• Your assignment:
Every entry below is to be copied exactly, apart from any picture it holds.

______________________________

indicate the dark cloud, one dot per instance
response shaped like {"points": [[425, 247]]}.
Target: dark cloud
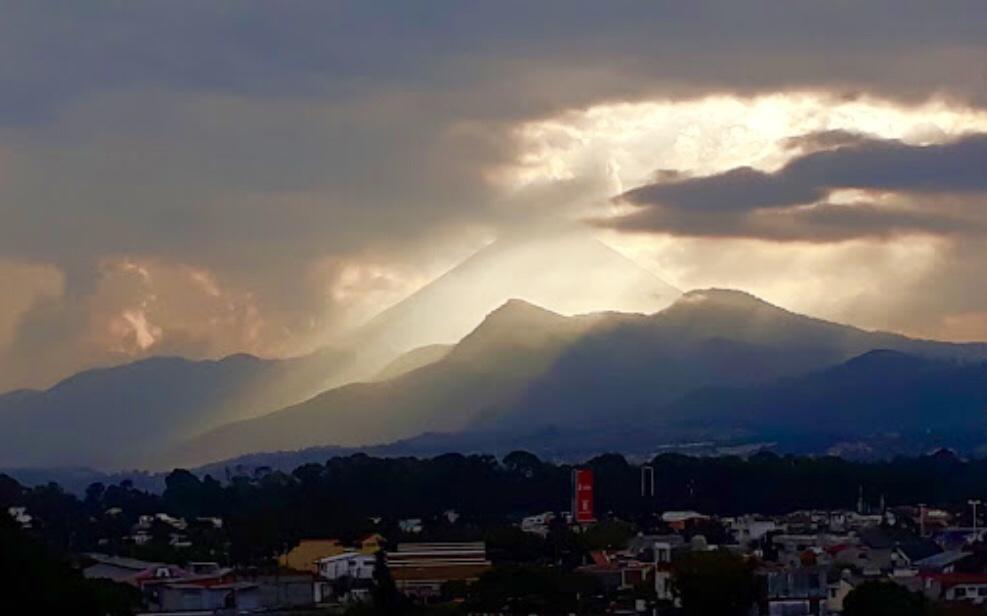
{"points": [[745, 202], [254, 139]]}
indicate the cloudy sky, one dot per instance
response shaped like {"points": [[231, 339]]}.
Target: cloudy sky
{"points": [[202, 178]]}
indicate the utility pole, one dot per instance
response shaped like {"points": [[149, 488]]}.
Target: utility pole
{"points": [[647, 480], [973, 504]]}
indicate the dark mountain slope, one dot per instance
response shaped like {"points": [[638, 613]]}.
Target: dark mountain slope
{"points": [[122, 415], [525, 369]]}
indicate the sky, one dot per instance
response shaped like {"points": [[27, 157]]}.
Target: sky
{"points": [[205, 178]]}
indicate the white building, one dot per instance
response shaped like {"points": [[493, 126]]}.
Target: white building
{"points": [[355, 565]]}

______________________________

• Your response:
indicate the dark cloud, one dot per instance
response shaped like {"points": [[425, 247]]}.
Target: dark cloud
{"points": [[745, 202], [254, 139]]}
indicate the cloudy sky, one dot per instance
response shaped like {"points": [[231, 339]]}.
Target: cloudy sky
{"points": [[202, 178]]}
indicate the utility pole, one dot per instance
response shaped like {"points": [[149, 488]]}.
Target: utility pole
{"points": [[647, 480], [973, 504]]}
indicate the dark mountain slope, one dot per instance
response shaped like {"points": [[638, 613]]}.
Target: dark mountain slope
{"points": [[122, 415], [525, 369]]}
indicate the sky, one dot per instance
response shaped like {"points": [[27, 157]]}.
Target: sky
{"points": [[205, 178]]}
indicate the white building, one dot per instance
response shaped like {"points": [[493, 126]]}.
Target: white building
{"points": [[355, 565]]}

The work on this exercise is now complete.